Dass man – egal in welcher Version – in linken Zusammenhängen immer wieder auf Straight Edge stößt, mag verblüffen. Zu deutlich wirken die Parallelen zu einem moralistischen Puritanismus, der in religiösen Sekten oder wertkonservativen Kreisen besser aufgehoben scheint. Es ist kein Zufall, dass Alkohol- und Zigarettenkonsum bis heute eine wichtige Markierung sein können, um sich gegen repressive Sozialstrukturen aufzulehnen. Zudem wirkt Enthaltsamkeit nicht besonders sexy, gerade in einer Zeit, in der viele Linke Befreiung gerne mit Hedonismus verwechseln.

§

AUFGABE 1:
Nenne das erste Wort jedes Satzes im Textauszug über Straight Edge, und zwar in der Reihenfolge des Textes.
AUFGABE 2:
Gib aus dem Textauszug über Straight Edge alles von „Dass man – egal“ bis hinunter zu „mit Hedonismus verwechseln.“ wortgetreu wieder.

EXTRAHIERTE DATEN:
§

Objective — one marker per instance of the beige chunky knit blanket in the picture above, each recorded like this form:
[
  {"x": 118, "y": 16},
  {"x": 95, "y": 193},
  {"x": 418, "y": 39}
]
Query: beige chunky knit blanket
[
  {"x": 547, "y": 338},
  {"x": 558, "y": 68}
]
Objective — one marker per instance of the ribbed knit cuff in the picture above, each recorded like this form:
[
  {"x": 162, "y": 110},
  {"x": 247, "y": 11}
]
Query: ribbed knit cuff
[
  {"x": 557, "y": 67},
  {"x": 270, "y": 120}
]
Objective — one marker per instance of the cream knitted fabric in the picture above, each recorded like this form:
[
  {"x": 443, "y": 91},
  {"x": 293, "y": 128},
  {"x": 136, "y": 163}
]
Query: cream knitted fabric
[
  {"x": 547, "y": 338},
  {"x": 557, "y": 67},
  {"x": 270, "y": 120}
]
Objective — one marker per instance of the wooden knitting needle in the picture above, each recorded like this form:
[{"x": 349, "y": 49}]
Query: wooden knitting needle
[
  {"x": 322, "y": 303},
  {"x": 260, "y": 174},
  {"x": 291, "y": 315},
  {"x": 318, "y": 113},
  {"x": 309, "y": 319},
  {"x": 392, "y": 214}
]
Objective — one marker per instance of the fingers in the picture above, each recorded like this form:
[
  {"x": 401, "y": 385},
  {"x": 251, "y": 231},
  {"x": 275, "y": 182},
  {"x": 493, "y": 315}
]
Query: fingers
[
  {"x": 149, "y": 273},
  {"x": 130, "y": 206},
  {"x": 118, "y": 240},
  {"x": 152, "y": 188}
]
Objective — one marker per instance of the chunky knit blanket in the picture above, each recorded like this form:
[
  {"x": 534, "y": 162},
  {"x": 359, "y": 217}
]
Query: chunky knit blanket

§

LÖSUNG 1:
Dass, Zu, Es, Zudem

LÖSUNG 2:
Dass man – egal in welcher Version – in linken Zusammenhängen immer wieder auf Straight Edge stößt, mag verblüffen. Zu deutlich wirken die Parallelen zu einem moralistischen Puritanismus, der in religiösen Sekten oder wertkonservativen Kreisen besser aufgehoben scheint. Es ist kein Zufall, dass Alkohol- und Zigarettenkonsum bis heute eine wichtige Markierung sein können, um sich gegen repressive Sozialstrukturen aufzulehnen. Zudem wirkt Enthaltsamkeit nicht besonders sexy, gerade in einer Zeit, in der viele Linke Befreiung gerne mit Hedonismus verwechseln.